━━━━━ MATERIALS PROVIDED ━━━━━
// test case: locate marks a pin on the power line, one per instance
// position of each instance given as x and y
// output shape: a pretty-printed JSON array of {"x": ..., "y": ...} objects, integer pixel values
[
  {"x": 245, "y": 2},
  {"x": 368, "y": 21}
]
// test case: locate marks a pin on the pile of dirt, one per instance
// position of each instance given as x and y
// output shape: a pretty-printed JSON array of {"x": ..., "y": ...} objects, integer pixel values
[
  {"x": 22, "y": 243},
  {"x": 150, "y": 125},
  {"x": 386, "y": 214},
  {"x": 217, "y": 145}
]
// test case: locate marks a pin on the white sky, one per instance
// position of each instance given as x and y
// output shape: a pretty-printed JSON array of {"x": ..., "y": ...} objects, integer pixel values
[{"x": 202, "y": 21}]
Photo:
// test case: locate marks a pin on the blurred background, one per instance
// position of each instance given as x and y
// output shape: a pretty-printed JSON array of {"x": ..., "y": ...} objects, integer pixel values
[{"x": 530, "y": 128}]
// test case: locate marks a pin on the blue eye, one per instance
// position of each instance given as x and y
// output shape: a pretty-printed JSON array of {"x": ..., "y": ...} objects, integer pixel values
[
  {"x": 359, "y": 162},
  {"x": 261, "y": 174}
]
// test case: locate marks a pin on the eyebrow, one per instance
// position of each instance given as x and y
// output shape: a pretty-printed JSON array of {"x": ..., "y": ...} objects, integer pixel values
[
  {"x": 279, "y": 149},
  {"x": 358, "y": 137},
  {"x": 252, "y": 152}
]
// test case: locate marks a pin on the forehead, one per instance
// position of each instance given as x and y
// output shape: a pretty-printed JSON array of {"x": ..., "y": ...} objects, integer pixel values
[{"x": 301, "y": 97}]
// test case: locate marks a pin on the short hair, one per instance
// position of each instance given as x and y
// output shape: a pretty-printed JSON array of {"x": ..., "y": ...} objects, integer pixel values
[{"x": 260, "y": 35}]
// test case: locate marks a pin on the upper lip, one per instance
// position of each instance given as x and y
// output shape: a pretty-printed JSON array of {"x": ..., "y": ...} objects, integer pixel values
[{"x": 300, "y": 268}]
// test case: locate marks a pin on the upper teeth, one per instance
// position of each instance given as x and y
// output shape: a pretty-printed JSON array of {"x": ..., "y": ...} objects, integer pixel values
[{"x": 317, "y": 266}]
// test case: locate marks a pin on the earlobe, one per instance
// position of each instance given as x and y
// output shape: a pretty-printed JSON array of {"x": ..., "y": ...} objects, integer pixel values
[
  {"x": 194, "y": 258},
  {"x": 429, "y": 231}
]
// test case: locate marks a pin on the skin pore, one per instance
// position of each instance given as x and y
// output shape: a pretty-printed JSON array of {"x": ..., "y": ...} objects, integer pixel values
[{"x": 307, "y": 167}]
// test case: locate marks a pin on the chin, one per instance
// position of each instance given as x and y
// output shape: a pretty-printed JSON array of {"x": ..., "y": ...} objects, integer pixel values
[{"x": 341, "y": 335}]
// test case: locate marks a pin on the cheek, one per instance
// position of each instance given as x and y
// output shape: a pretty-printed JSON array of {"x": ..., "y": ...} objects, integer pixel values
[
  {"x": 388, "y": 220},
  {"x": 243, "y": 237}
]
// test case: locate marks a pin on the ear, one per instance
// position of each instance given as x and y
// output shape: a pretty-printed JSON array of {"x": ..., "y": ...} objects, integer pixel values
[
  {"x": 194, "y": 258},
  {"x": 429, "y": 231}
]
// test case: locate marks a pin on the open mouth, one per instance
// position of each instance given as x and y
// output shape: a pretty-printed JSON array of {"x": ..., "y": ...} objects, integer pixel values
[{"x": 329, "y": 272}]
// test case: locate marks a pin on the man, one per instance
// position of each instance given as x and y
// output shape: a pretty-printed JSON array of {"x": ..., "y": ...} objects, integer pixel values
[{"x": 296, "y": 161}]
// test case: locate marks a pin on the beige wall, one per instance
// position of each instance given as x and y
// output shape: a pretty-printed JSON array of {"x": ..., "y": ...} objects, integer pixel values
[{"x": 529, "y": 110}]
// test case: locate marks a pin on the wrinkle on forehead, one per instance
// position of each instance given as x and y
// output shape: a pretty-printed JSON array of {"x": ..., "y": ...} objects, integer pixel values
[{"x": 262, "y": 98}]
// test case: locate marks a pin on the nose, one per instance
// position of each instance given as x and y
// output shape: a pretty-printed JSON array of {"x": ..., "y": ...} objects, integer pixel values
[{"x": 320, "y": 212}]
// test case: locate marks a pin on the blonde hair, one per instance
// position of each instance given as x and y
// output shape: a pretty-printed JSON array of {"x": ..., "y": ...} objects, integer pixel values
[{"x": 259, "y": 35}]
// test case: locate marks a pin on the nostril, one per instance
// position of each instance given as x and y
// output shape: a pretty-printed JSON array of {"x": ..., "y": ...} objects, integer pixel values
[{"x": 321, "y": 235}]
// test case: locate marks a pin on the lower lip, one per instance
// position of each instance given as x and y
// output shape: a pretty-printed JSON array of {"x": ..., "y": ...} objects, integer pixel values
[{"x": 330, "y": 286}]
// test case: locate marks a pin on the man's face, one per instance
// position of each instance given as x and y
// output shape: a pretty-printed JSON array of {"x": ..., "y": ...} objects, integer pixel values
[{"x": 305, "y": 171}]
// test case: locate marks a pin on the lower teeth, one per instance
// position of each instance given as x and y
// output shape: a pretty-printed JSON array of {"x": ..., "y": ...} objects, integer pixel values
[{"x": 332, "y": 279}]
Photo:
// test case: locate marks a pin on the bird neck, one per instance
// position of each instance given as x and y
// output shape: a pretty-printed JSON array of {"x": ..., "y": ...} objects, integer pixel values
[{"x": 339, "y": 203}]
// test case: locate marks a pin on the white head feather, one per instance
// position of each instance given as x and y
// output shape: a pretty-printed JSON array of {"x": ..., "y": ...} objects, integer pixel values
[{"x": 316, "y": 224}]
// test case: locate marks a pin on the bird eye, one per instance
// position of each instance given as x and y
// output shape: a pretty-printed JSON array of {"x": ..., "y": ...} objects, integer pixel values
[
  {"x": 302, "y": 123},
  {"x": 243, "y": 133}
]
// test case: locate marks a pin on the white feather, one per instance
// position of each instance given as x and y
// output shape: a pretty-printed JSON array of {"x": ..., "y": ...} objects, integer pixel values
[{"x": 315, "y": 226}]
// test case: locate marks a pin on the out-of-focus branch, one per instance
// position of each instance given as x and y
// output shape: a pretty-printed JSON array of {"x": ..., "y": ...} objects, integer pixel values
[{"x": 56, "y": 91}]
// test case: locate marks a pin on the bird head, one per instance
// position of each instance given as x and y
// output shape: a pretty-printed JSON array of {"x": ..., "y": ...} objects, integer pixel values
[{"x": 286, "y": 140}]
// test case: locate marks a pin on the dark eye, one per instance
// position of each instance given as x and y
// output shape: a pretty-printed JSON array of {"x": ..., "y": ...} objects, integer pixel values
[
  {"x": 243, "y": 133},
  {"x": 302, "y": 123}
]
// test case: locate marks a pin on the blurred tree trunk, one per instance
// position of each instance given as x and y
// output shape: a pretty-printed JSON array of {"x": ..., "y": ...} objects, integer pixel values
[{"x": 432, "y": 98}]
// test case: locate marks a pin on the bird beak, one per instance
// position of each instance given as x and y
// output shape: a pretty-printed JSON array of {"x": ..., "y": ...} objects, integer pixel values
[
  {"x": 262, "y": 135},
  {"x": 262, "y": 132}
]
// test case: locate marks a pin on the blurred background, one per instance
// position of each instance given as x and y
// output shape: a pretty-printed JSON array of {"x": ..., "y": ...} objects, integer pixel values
━━━━━
(CHALLENGE) Each record must be returned exactly as it is written.

(EXERCISE ANSWER)
// test case: locate marks a pin on the power line, one per instance
// position of each instance given as x and y
// output shape: a pretty-printed JSON array of {"x": ..., "y": ...} objects, integer pixel values
[
  {"x": 245, "y": 2},
  {"x": 368, "y": 21}
]
// test case: locate marks a pin on the pile of dirt, one per instance
// position of each instance given as x and y
// output shape: a pretty-printed JSON array of {"x": ..., "y": ...} objects, integer pixel values
[
  {"x": 22, "y": 243},
  {"x": 150, "y": 125},
  {"x": 386, "y": 214},
  {"x": 217, "y": 145}
]
// test case: locate marks a pin on the white sky, one per instance
// position of each instance given as x and y
// output shape: a pretty-printed JSON array of {"x": ..., "y": ...} objects, integer pixel values
[{"x": 202, "y": 21}]
Photo:
// test case: locate marks a pin on the blurred background, one per instance
// position of each instance given as x and y
// output shape: a pretty-printed JSON array of {"x": ..., "y": ...} objects, integer pixel values
[{"x": 530, "y": 128}]
// test case: locate marks a pin on the blue eye, one per instance
// position of each instance given as x and y
// output shape: a pretty-printed JSON array of {"x": ..., "y": ...} objects, integer pixel values
[
  {"x": 359, "y": 162},
  {"x": 261, "y": 174}
]
// test case: locate marks a pin on the eyebrow, one per instance
// position of each instance given as x and y
// output shape: a pretty-printed JSON array of {"x": ..., "y": ...} objects, integer pixel values
[
  {"x": 279, "y": 149},
  {"x": 358, "y": 137},
  {"x": 252, "y": 152}
]
// test case: locate marks a pin on the forehead, one per instance
// position of each instance given as x and y
// output shape: a pretty-printed JSON array of {"x": ..., "y": ...} objects, integer pixel values
[{"x": 301, "y": 97}]
// test case: locate marks a pin on the short hair, one per instance
// position of each instance given as x and y
// output shape: a pretty-printed JSON array of {"x": ..., "y": ...} objects, integer pixel values
[{"x": 260, "y": 35}]
// test case: locate marks a pin on the upper lip, one per instance
// position of each instance given as x and y
// output shape: a pretty-printed JSON array of {"x": ..., "y": ...} objects, integer pixel values
[{"x": 300, "y": 268}]
// test case: locate marks a pin on the upper teeth, one per instance
// position of each instance given as x and y
// output shape: a pretty-printed JSON array of {"x": ..., "y": ...} objects, integer pixel values
[{"x": 317, "y": 266}]
// test case: locate marks a pin on the earlobe, one per instance
// position of each instance given as x and y
// output shape: a pretty-printed JSON array of {"x": ..., "y": ...} objects, integer pixel values
[
  {"x": 194, "y": 258},
  {"x": 429, "y": 231}
]
// test case: locate marks a pin on the skin pore, one per instance
// position of each instance given as x and y
// output shape: a pretty-printed JSON array of {"x": ..., "y": ...} objects, integer pixel values
[{"x": 307, "y": 167}]
// test case: locate marks a pin on the chin, one per instance
// position of each instance given as x and y
// output shape: a pretty-printed JSON array of {"x": ..., "y": ...} objects, integer pixel values
[{"x": 341, "y": 335}]
// test case: locate marks a pin on the cheek, one per instance
// position of each instance given as x and y
// output shape: a pretty-printed JSON array of {"x": ..., "y": ...} objects, integer pixel values
[
  {"x": 388, "y": 220},
  {"x": 243, "y": 237}
]
// test case: locate marks a pin on the ear, one per instance
// position of each instance given as x and y
// output shape: a pretty-printed JSON array of {"x": ..., "y": ...} objects, integer pixel values
[
  {"x": 194, "y": 258},
  {"x": 429, "y": 231}
]
// test case: locate marks a pin on the open mouth, one per instance
// position of each instance given as x and y
// output shape: a pretty-printed JSON array of {"x": ..., "y": ...} objects, integer pixel values
[{"x": 329, "y": 272}]
// test case: locate marks a pin on the man, one per instance
// position of each instance given as x and y
// output shape: a pretty-printed JSON array of {"x": ..., "y": ...} objects, integer pixel values
[{"x": 296, "y": 161}]
// test case: locate marks a pin on the beige wall, one per instance
// position of each instance given as x and y
// output shape: a pretty-printed JSON array of {"x": ..., "y": ...} objects, integer pixel values
[{"x": 529, "y": 110}]
// test case: locate marks a pin on the wrinkle on forehead, one per instance
// position of each instance given as x and y
// output shape: a pretty-printed JSON array of {"x": ..., "y": ...} objects, integer pixel values
[{"x": 262, "y": 98}]
// test case: locate marks a pin on the nose, one per instance
// position of each instance given as x and y
// output shape: a pretty-printed JSON array of {"x": ..., "y": ...} objects, integer pixel values
[{"x": 320, "y": 212}]
// test case: locate marks a pin on the blonde hair, one per instance
// position of each instance given as x and y
// output shape: a pretty-printed JSON array of {"x": ..., "y": ...} objects, integer pixel values
[{"x": 259, "y": 35}]
// test case: locate marks a pin on the nostril, one per instance
// position of each instance given as x and y
// output shape: a pretty-printed JSON array of {"x": ..., "y": ...} objects, integer pixel values
[{"x": 321, "y": 235}]
// test case: locate marks a pin on the lower lip, one per instance
// position of each instance given as x and y
// output shape: a pretty-printed JSON array of {"x": ..., "y": ...} objects, integer pixel values
[{"x": 330, "y": 286}]
// test case: locate marks a pin on the man's face, one per instance
// position of each instance given as x and y
// output shape: a pretty-printed JSON array of {"x": ..., "y": ...} objects, integer pixel values
[{"x": 305, "y": 171}]
// test case: locate marks a pin on the lower teeth, one per instance
// position of each instance given as x and y
// output shape: a pretty-printed JSON array of {"x": ..., "y": ...} objects, integer pixel values
[{"x": 332, "y": 279}]
Photo:
// test case: locate marks a pin on the bird neck, one per instance
// position of each instance given as x and y
// output shape: a pretty-printed JSON array of {"x": ..., "y": ...} objects, integer pixel values
[{"x": 339, "y": 203}]
// test case: locate marks a pin on the white head feather, one per instance
// position of each instance given as x and y
// output shape: a pretty-printed JSON array of {"x": ..., "y": ...} objects, integer pixel values
[{"x": 316, "y": 224}]
// test case: locate marks a pin on the bird eye, one per instance
// position of each instance given as x and y
// output shape: a pretty-printed JSON array of {"x": ..., "y": ...} objects, integer pixel values
[
  {"x": 302, "y": 123},
  {"x": 243, "y": 133}
]
// test case: locate marks a pin on the white feather, one per instance
// position of each instance given as x and y
// output shape: a pretty-printed JSON array of {"x": ..., "y": ...} objects, integer pixel values
[{"x": 315, "y": 226}]
// test case: locate marks a pin on the out-of-focus branch, one per instance
// position of each instance given as x and y
// output shape: a pretty-printed JSON array of {"x": ..., "y": ...} objects, integer pixel values
[{"x": 56, "y": 91}]
// test case: locate marks a pin on the bird head, one per instance
// position of each instance given as x and y
// output shape: a pretty-printed JSON array of {"x": ..., "y": ...} objects, integer pixel values
[{"x": 286, "y": 140}]
// test case: locate marks a pin on the dark eye, one per instance
// position of each instance given as x and y
// output shape: a pretty-printed JSON array of {"x": ..., "y": ...} objects, integer pixel values
[
  {"x": 243, "y": 133},
  {"x": 302, "y": 123}
]
// test case: locate marks a pin on the blurred tree trunk, one per instance
// position of each instance given as x and y
// output shape: a pretty-printed JSON array of {"x": ..., "y": ...} objects, integer pixel values
[{"x": 432, "y": 98}]
// test case: locate marks a pin on the bird beak, one per instance
// position of each instance given as x and y
// output shape: a pretty-printed JSON array of {"x": ..., "y": ...} objects, integer pixel values
[
  {"x": 262, "y": 135},
  {"x": 262, "y": 132}
]
// test case: locate marks a pin on the blurred background, one per instance
// position of each instance given as x and y
// output shape: a pretty-printed JSON array of {"x": ..., "y": ...} objects, integer pixel values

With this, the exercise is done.